◆ AIM OF THE EXERCISE: Select the lines below containing the word "landing".
>>>
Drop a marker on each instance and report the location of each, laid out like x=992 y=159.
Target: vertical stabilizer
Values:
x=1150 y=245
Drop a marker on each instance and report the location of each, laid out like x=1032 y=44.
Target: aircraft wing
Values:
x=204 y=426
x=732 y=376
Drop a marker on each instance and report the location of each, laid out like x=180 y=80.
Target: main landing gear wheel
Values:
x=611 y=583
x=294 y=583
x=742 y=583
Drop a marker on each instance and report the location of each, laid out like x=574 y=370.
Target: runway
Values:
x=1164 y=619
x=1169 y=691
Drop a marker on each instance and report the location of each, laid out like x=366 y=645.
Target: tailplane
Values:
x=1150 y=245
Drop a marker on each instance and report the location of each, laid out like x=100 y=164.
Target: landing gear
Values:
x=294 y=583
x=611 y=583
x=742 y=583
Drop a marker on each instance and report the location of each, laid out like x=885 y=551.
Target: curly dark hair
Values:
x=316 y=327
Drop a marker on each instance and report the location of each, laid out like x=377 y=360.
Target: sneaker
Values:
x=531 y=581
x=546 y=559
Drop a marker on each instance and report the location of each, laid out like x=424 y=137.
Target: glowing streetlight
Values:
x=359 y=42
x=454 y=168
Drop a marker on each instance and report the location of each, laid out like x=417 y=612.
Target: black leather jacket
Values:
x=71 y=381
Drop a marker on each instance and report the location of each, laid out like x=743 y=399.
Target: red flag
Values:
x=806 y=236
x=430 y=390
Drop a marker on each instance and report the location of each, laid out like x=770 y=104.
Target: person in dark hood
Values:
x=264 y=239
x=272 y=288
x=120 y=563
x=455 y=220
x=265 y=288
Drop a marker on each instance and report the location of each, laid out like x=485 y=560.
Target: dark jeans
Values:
<<<
◆ WRITTEN SOLUTION:
Target: main landing gear wheel
Target: landing gear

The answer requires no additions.